Il y a de ces
recettes immuables que l’on connaît tous.
La blanquette
de veau de maman, le quatre quarts de Tatie Francine.
Ou le cake
aux fruits confits de Mémé.
Ah celui-là
tout un poème, parce que généralement enfant, on n’aime pas les fruits confits,
on les trie…
Ado, on aime
que ce qui est industriel, donc plus y a de graisses trans et de fruits qui n’ont
de fruits que le nom mieux c’est (merci Papi B. et le colorant E280)
Et puis
adulte, une fois qu’on s’est entêté à ré-apprivoiser la bête, on ne peut plus s’en
passer, comme avec cette très belle recette de Cakes in the city, puisque les
classiques y a que ça de vrai.
Mais vous le
savez aussi bien que moi, pour un esprit retors, « immuable » c’est
comme un gros mot.
C’est une
invitation délicate à ruer dans les brancards, à dire « non » juste
pour le plaisir immense de savourer les délices de la contradiction, bref « immuable »
c’est fait pour être secoué dans tous les sens (merci Dr Freud).
Et puis d’abord
qui c’est qui a dit que les cakes on ne devait les faire qu’avec de la levure
chimique ?
Bon à part
Escoffier, Hermé, Felder, Michalak et tous les autres qui ?
Hein ?
Ben d’abord,
non.
Si on a
envie, le cake on le fait avec de la levure de boulanger, même que s’il veut, il
peut se prendre pour une brioche, moi ça m’est égal, ça sert juste à prouver que
même dans le trou perdu de votre lieu de villégiature d’été, dans le joli petit
gîte 3 épis que vous aurez trouvé où il n’y aura pas la Grande Epicerie à côté,
votre côté Mac Gyver moderne mais policé ravira vos chérubins : pas de
levure chimique, mon chéri, point d’inquiétude, pars en quête d’une boulangerie
et je t’apprêterai ton cake aux fruits confits (il parle bien Mac hein ?)

§ **BLOC DE DONNÉES**

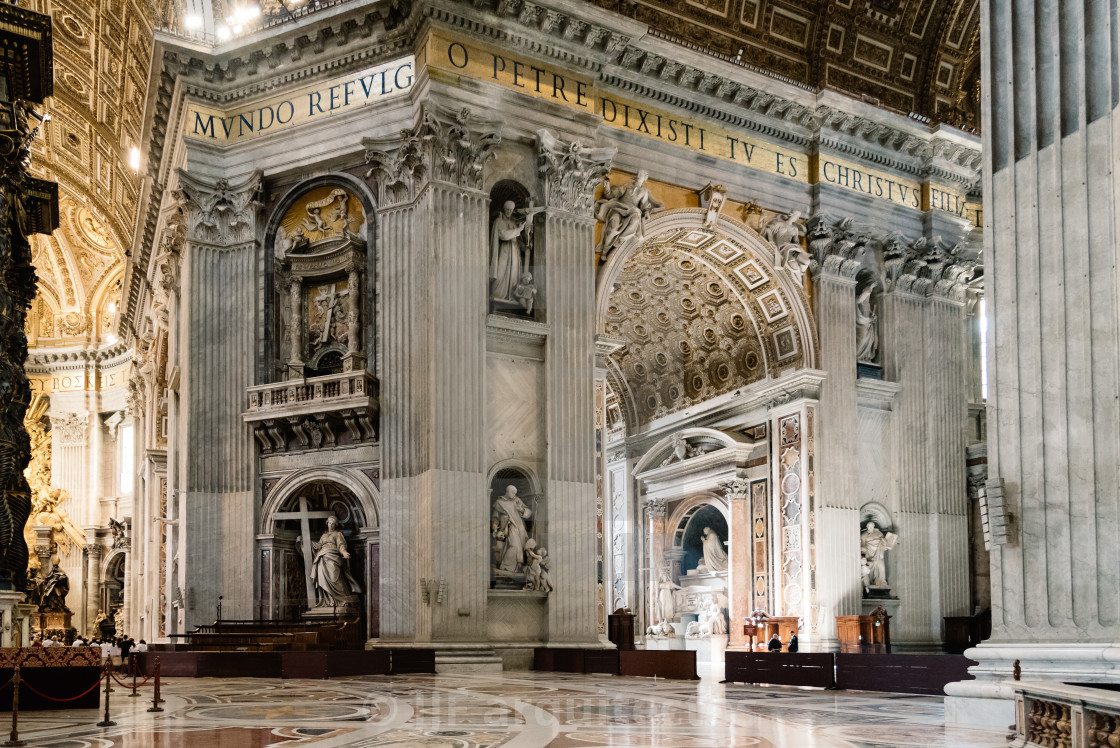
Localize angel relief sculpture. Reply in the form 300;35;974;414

§ **PARTIES DE L'EXERCICE**
- 1) Répondez à ces questions sur le texte consacré au cake aux fruits confits.
(a) Quelle recette est associée à Tatie Francine ?
(b) Quel colorant est nommé entre parenthèses ?
(c) Avec quelle levure le texte propose-t-il de faire le cake ?
- 2) Rédigez la suite du texte sur le cake aux fruits confits, en reprenant après sa dernière phrase.

§ **RÉPONSES DE L'EXERCICE**
- 1)
(a) Le quatre quarts.
(b) Le colorant E280.
(c) La levure de boulanger.

- 2)
Et puis comme
ce serait quand même inenvisageable de rentrer dans un carcan trop oppressant,
votre cake au levain, façon Richard Dean Anderson, vous le customisez avec
luxe.
Eh oui ce n’est
pas parce qu’on va dans des gîtes où il n’y a pas de levure chimique qu’on ne
peut pas apporter de superbes raisins sultanines gros comme des pépites, de
vrais fruits confits entiers qu’il vous restait de votre dernière Epiphanie Frenzy et du thé Mariage Frères…
Ah le thé
Mariage Frères, tout un programme.
Je suis d’ailleurs
fière de vous présenter mon nouveau type de partenariat : en gros j’achète
leurs produits avec extase et je le dis à qui veut l’entendre, et en échange
ils me prennent mes sous.
Ça fonctionne
du tonnerre, c’est une affaire qui roule.
Donc vous
voilà dans votre gîte, les enfants sont partis visiter la ferme pédagogique, il
est temps de vous lancer, et puisque vous ne vous mouchez pas du coude (y a pas
de raison après tout), de vos blanches mains, donnez naissance à un prince, que
dis-je à un Roi.
En
exclusivité, Mesdames et Messieurs, voici donc le Russian Tsar, cake au levain, aux fruits confits, raisins sultanines et thé
vert aux agrumes.
On a fait des
révolutions pour moins que ça.
Ingrédients (pour un imposant
souverain, qui régalera 6 personnes au moins)
Pour le
levain :
-
60 ml de lait
-
70 g de farine
-
20 g de levure fraîche
Pour le reste
de l’appareil à cake :
-
125 g de beurre pommade
-
90 g de sucre rapadura (s’il y en a au 3 épis, envoyez moi un mail,
sinon du canne fera amplement l’affaire)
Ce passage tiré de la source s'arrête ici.